══ TEXTO DE LEITURA ══

A prioridade ao ensino fundamental foi traduzida pela elevação do percentual de subvinculação de 50% para 60% da receita vinculada que os governos estaduais e municipais têm de obrigatoriamente aplicar na educação. Porém, a União foi poupada desse esforço, uma vez que sua participação financeira recuou para apenas 30% da sua receita vinculada e apenas para a complementação dos fundos estaduais cujo valor por aluno não alcança um valor mínimo por aluno definido nacionalmente. Por fim, a garantia de aplicação desses recursos foi obtida pela criação do Fundef em cada unidade da federação, o qual passou a recolher automaticamente a maior parcela daqueles 60% da receita vinculada de impostos para impostos para a educação de estados e municípios.
A redistribuição da receita desses fundos passou a ocorrer de acordo com o número de alunos no ensino fundamental matriculados em cada rede pública estadual e municipal de ensino. O repasse de recursos obedeceu a coeficientes de distribuição de cada rede em relação ao total das matrículas no estado, calculado com base nos dados do Censo Escolar do ano anterior. Esse mecanismo correspondeu a um valor por aluno/ano enviado às redes detentoras das matrículas do ensino fundamental. Ao longo do período, o valor por aluno ano sofreu alterações de forma a contemplar as diferenciações dentro do ensino fundamental, conforme sejam as séries iniciais ou finais, urbanas ou rurais e de educação especial. Em 2000, as matrículas das séries finais e de educação especial do ensino fundamental passaram a corresponder a um valor aluno/ano 5% superior as das séries iniciais. Depois, em 2005, no penúltimo ano da vigência do Fundef, nova diferenciação elevou em 2% as matrículas das séries iniciais na zona rural, em 5% as das séries finais da zona urbana e em 7% as das séries finais rurais e de educação especial, urbanas e rurais, em relação ao valor por aluno das matrículas das séries iniciais na zona urbana. Desse modo, o valor por aluno tornou-se um estímulo para o crescimento do número de matrículas, uma medida de equilíbrio e de equiparação dos gastos públicos por aluno e uma moeda de troca entre as duas esferas de governo em cada âmbito estadual. Os governos que não mantinham matrículas de ensino fundamental regular ou as mantinham em pequeno número tiveram parte de suas receitas redistribuídas para aqueles que as tinham em maior número ou ampliaram o seu atendimento.

═══

== EXERCÍCIOS ==
**a.** Indique se cada afirmação concorda com o texto sobre o Fundef, respondendo sim ou não e citando literalmente as palavras do texto que decidem a questão. (i) O percentual de subvinculação aplicado por estados e municípios passou de 50% para 60% da receita vinculada. (ii) O repasse de recursos era calculado com base nos dados do Censo Escolar do mesmo ano. (iii) Em 2000, as matrículas das séries finais e de educação especial passaram a valer 5% a mais por aluno/ano que as das séries iniciais.
**b.** Prolongue o texto sobre o Fundef a partir da última frase apresentada.

══ MATERIAL FORNECIDO ══

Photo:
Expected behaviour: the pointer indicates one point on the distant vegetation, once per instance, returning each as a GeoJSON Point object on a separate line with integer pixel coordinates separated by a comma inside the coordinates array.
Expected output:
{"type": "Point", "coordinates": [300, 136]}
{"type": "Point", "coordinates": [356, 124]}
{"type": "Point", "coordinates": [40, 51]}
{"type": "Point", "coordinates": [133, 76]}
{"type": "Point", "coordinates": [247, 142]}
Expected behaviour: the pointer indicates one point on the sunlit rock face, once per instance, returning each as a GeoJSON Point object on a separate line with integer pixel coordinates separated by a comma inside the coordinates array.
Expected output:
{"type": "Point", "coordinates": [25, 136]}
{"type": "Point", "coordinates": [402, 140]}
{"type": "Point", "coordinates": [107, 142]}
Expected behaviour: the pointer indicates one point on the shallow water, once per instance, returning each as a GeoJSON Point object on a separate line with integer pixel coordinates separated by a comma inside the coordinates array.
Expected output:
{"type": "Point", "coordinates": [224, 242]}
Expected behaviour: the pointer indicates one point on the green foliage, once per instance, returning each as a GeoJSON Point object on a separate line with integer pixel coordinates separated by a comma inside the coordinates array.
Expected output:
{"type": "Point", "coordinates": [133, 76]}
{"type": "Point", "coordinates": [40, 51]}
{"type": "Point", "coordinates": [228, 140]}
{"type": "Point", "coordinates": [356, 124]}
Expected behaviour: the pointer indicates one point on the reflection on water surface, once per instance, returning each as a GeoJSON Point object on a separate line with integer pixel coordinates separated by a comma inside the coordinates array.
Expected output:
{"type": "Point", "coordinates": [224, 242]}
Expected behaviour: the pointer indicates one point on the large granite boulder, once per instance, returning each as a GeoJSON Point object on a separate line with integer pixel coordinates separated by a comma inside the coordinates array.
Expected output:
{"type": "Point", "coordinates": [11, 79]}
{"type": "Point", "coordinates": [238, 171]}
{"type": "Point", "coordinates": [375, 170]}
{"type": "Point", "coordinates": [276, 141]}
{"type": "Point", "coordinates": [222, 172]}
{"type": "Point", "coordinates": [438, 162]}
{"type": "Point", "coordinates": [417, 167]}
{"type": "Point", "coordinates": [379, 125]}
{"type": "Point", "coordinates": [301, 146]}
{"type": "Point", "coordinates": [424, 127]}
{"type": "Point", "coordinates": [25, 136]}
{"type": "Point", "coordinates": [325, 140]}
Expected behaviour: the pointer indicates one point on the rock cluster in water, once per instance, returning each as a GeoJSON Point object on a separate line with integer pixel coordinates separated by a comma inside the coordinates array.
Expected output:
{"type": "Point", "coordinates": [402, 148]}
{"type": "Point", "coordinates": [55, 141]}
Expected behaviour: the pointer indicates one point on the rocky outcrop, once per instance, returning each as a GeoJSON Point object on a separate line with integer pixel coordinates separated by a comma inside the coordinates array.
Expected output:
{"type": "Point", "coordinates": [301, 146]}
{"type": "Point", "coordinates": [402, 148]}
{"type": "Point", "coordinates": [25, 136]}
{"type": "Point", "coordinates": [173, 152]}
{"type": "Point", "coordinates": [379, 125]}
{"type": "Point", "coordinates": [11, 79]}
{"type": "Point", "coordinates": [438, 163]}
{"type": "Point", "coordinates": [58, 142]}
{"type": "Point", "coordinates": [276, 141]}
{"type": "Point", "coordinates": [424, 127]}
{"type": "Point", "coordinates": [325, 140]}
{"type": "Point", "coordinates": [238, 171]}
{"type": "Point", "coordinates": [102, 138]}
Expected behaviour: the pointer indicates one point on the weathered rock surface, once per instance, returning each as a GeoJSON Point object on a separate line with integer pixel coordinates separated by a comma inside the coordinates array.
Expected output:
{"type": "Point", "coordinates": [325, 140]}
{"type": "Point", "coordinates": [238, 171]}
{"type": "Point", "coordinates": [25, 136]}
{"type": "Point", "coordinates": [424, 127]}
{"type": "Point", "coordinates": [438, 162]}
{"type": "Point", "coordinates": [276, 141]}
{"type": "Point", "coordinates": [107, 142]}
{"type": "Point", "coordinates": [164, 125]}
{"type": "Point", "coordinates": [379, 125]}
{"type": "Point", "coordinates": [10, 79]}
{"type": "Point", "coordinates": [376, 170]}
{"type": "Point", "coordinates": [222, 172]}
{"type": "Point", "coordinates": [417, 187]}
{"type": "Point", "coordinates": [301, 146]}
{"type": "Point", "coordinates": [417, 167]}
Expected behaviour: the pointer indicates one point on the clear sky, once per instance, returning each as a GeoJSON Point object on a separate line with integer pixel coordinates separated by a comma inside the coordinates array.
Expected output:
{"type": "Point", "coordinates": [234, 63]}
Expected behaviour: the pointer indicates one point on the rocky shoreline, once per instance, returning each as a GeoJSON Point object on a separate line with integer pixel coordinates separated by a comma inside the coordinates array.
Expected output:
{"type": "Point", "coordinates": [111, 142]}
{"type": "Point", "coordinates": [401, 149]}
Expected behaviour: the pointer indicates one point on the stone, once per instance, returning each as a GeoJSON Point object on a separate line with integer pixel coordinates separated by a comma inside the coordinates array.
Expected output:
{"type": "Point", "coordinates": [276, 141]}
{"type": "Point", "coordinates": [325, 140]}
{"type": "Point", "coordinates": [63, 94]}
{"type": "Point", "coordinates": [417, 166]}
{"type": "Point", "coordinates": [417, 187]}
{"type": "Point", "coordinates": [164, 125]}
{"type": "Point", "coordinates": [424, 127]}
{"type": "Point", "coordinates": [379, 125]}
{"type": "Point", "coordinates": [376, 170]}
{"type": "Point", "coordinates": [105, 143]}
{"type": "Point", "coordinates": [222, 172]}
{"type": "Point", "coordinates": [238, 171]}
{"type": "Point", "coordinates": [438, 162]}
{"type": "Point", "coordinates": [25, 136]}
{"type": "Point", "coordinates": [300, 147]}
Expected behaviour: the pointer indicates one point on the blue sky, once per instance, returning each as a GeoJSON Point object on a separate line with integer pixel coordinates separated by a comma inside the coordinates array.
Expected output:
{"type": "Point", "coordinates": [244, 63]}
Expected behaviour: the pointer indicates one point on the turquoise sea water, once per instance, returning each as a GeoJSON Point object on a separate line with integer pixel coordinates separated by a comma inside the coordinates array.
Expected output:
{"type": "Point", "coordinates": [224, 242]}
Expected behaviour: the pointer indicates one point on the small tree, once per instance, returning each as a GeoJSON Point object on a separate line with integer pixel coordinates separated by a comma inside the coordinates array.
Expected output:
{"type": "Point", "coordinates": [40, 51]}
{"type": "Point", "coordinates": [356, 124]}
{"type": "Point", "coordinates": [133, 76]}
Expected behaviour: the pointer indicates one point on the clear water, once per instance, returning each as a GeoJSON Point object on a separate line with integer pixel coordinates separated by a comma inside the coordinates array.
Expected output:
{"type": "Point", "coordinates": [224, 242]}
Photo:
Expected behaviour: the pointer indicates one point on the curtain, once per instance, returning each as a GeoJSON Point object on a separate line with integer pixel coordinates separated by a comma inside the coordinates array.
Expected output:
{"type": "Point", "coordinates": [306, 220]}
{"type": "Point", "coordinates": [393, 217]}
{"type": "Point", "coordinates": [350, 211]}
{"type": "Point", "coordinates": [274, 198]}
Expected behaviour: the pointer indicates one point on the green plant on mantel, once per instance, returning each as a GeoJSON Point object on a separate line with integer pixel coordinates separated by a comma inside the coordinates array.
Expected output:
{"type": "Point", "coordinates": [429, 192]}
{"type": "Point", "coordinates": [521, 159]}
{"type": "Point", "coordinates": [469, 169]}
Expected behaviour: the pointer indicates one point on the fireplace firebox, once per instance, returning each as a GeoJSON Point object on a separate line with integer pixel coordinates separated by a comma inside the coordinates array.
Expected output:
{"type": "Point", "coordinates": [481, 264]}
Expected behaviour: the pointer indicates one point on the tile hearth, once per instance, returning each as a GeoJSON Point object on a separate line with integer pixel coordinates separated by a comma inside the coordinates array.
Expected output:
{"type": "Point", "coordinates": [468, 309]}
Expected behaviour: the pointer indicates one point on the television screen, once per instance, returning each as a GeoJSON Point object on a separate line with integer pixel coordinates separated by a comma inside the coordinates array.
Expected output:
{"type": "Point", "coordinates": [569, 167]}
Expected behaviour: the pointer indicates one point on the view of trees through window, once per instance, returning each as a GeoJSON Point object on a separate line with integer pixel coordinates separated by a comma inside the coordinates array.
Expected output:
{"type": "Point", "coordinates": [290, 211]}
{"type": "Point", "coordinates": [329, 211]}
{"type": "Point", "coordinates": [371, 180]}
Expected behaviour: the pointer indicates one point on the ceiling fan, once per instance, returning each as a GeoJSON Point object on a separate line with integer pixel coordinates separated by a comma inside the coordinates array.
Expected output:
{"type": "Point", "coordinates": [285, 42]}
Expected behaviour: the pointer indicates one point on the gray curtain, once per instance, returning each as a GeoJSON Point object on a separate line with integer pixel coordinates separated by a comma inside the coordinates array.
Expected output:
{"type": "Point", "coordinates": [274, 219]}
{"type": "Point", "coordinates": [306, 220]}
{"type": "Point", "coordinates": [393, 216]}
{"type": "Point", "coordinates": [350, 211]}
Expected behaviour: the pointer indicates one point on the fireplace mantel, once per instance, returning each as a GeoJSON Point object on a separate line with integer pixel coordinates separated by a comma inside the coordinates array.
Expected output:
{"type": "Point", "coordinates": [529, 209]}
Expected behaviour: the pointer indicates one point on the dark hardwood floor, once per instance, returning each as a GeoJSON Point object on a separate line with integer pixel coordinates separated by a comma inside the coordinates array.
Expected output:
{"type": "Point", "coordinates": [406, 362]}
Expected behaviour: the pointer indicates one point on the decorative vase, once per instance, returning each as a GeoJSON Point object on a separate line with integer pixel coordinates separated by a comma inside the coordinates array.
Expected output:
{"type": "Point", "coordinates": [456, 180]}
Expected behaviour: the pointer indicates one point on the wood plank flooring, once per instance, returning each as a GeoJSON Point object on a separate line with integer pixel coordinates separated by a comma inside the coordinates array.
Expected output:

═══

== RESPOSTAS ==
**a.**
(i) Sim: "elevação do percentual de subvinculação de 50% para 60% da receita vinculada que os governos estaduais e municipais têm de obrigatoriamente aplicar na educação".
(ii) Não: "calculado com base nos dados do Censo Escolar do ano anterior".
(iii) Sim: "Em 2000, as matrículas das séries finais e de educação especial do ensino fundamental passaram a corresponder a um valor aluno/ano 5% superior as das séries iniciais".

**b.**
Com esses mecanismos de retenção e repasse os governos, principalmente os municipais, foram induzidos a elevar o número de matrículas em suas redes para obtenção de receita ou para, pelo menos, recuperar a parcela automaticamente retida pelo Fundef.
No que se refere aos efeitos do Fundef, já nos seus primeiros anos de vigência, houve em âmbito nacional um intenso processo de municipalização do ensino fundamental. Movimento verificado tanto na transferência de matrículas da esfera estadual para a municipal, quanto na significativa expansão da oferta, possivelmente pela inclusão de crianças fora da escola (BASSI; GIL, 1999). Em 1999, já era possível constatar a quase universalização do ensino fundamental para as crianças e adolescentes entre 7 e 14 anos de idade matriculadas no ensino regular.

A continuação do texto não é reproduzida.